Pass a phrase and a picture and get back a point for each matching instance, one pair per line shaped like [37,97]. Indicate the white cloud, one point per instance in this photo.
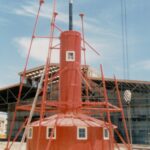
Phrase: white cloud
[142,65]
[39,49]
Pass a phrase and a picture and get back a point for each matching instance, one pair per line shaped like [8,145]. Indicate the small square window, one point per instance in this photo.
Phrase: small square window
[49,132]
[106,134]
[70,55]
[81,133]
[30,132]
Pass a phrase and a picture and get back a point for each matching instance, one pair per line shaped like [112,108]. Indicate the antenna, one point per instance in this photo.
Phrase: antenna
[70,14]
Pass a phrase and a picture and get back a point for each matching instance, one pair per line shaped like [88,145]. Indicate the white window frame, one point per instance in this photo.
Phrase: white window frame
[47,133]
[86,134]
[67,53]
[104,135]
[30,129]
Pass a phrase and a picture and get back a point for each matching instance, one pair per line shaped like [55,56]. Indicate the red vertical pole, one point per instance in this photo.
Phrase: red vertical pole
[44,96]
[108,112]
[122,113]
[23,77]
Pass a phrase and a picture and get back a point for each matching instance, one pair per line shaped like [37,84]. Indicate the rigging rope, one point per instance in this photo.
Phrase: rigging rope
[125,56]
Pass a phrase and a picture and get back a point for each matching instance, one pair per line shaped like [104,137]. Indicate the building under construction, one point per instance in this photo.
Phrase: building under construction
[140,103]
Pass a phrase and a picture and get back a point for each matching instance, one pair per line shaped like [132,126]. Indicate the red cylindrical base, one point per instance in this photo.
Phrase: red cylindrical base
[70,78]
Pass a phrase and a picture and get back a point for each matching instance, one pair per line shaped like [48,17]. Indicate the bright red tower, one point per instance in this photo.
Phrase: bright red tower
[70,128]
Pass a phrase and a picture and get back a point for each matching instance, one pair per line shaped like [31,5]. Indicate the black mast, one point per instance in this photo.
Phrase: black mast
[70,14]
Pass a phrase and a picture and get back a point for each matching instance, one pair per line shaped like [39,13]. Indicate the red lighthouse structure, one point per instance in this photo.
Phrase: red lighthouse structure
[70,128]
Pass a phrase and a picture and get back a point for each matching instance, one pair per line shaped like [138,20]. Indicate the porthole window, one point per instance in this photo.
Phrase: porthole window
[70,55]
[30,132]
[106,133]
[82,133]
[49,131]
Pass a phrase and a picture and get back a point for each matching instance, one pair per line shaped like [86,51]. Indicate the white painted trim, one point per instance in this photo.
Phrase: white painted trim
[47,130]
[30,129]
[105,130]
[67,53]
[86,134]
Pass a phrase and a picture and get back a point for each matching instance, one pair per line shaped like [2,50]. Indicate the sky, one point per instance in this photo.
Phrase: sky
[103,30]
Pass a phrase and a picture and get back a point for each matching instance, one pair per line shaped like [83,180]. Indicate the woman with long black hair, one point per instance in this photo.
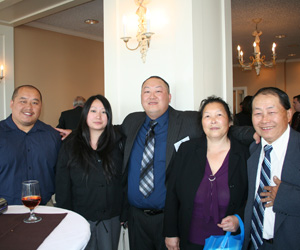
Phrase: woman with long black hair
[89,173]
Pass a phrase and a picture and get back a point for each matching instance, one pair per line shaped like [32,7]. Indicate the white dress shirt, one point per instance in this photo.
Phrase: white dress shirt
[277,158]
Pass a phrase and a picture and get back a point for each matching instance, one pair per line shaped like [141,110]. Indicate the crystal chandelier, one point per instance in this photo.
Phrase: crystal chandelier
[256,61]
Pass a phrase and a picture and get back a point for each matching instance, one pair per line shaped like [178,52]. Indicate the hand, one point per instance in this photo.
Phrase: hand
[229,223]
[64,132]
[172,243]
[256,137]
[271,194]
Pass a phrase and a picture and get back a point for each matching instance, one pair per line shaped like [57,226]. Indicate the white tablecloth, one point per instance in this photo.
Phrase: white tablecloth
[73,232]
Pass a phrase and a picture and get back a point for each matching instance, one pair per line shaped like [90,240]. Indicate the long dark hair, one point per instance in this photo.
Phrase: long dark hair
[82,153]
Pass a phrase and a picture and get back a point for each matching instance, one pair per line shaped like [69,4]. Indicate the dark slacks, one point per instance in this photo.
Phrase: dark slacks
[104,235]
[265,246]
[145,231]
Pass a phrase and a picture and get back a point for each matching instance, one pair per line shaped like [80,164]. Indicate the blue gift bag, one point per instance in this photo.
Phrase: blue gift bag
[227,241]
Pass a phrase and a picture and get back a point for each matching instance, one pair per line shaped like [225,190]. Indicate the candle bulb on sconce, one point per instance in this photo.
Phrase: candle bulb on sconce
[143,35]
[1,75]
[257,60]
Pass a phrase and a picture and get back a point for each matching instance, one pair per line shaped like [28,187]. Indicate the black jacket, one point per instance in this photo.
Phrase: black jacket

######

What this task involves - Reproduce every line exactly and omit all pictures.

Response below -
Pass a phrase and a picture and get back a point for each matching instance, one pair per line shaped like [37,97]. Indicate the white cloud, one point per instance in this photo.
Phrase: white cloud
[142,65]
[39,49]
Pass a phrase and a picture and get back a point for each matching instance, one pair per line shaped like [8,145]. Indicate the small square window, one point per instance in this photo.
Phrase: small square window
[49,132]
[106,134]
[70,55]
[81,133]
[30,132]
Pass a phrase and a picture and get back a point for each matching instance, one pair per line shaped like [112,108]. Indicate the antenna, one point per instance in this photo.
Phrase: antenna
[70,14]
Pass a phrase and a picture and get back a point for each matching instance, one pair per line shaped like [88,145]. Indicate the white window frame, one point per instance in this photo.
Phrase: white window frame
[47,133]
[86,134]
[67,53]
[104,135]
[30,129]
Pass a phrase and a picture and get back a point for each matching instance, one pair per line shaped like [55,56]. Indicate the red vertical pole, one point per instance in this photo.
Phrase: red vertical pole
[44,96]
[108,112]
[122,113]
[23,77]
Pass a phrase and a picture and get back a point for each matching instance, one pair per line shaped like [37,84]. Indicate the rigging rope, one point per instance in this photo.
Phrase: rigging rope
[125,56]
Pass a phrase and a picture and get back a point for each matching instance, one pair per line shaped like [104,137]. Indicate the building under construction, one point per instance in this photo.
Phrase: building under construction
[140,103]
Pass a phrase and a picture and get back a point for each matching instance, one pair per line shaped like [132,126]. Indicate the red cylindrical base, one point per instance in this photo.
Phrase: red cylindrical base
[70,78]
Pass a phrase and a picture and get back a point for each matching instance, one pair per line shaped like [48,17]. Indicate the bright red tower, one point per instance in this photo.
Phrase: bright red tower
[70,128]
Pass a phrase and a picture and get back a point for each matching instance, one pair per line shaped like [31,5]. Indicate the black mast, one point per instance in this photo.
Phrase: black mast
[70,14]
Pass a phrase and a picture and get back a point for each matching instance, one pair per line shaped like [39,13]. Indicate the red lighthouse structure, one point per instance in this photo.
Phrase: red lighthouse structure
[70,128]
Pass a phrase and a picture and get back a point for each matching instance, one pair per line shaped like [138,20]. Indicate the porthole window, one point per instance in this photo.
Phrase: porthole window
[70,55]
[30,132]
[106,133]
[82,133]
[49,131]
Pass a phrase and a picture and get back a point for each matching instance, one pair per line shaped like [86,51]. Indicate the white painted trim, one point per instance in this photo.
Phrase: white painted trim
[47,130]
[30,129]
[105,130]
[67,53]
[86,134]
Pass a phrase and a picture and get back a point for each matching instance, one pair per line shaped like [2,50]. Indicate the sky, one point per instance in this photo.
Phrase: sky
[103,30]
Pass a phrase and a picture and get back a point for each matching instance, one pair per line shaped like [83,180]. Indicate the woman with long black hair, one point per instance in this photo.
Phrase: woman with long black hair
[89,173]
Pass a phrase and a picture and get back a point for each matching instance, one pair per line shaped like [32,7]. Indicate the white dress shirt, one point per instance in this photo.
Phrase: white dress shirt
[277,158]
Pass a phrase and a picture and get back a point for each matching instance, one pair per line shaped like [141,110]. Indicate the crystal chandelier, one point per instance in this photo.
Phrase: crystal chandelier
[256,61]
Pass a phrase and a picture and get back a point for each matching instance, one pair per line shaped like [178,52]. Indicate the hand, one point per instance in this photo.
Phrase: hand
[229,223]
[64,132]
[172,243]
[256,137]
[271,194]
Pass a phrase and a picture and get back a point for each matching instance, one pair per line shaped like [57,226]. Indicate the white tablecloth, one point per instance in this photo.
Phrase: white tablecloth
[73,232]
Pass a phrase and a picture and get back a point for each matching instance, one pair per line shaped like [90,240]. Indicate the long dark hair, one point per instance in this photo.
Phrase: long dark hair
[82,153]
Pass a phrase and a picture and get back a point for each matching instance, one pair per line shaped like [69,4]. Indicate the dark slacks, one point per instance in this photo.
Phrase: dark slacks
[104,235]
[265,246]
[145,231]
Pass a phrase and a picture and get back a point for each matching instance, one pair per line shaped like [80,164]. Indicate the blue gift bag, one point per instance in this photo.
Phrase: blue gift bag
[227,241]
Pass a phrase and a picture and get back a point for each matching instance, one pair per line shaped like [225,190]. Indicate the candle bulb on sconce, one point per instance in this photo.
Phrase: candle bulb on sconce
[143,35]
[1,75]
[257,60]
Pass a phrase and a picture and get back a point for each matching instance, one pair per line shaped like [28,187]. Indicate the black jacket, one point per instance in this photo.
Phrase: black jacket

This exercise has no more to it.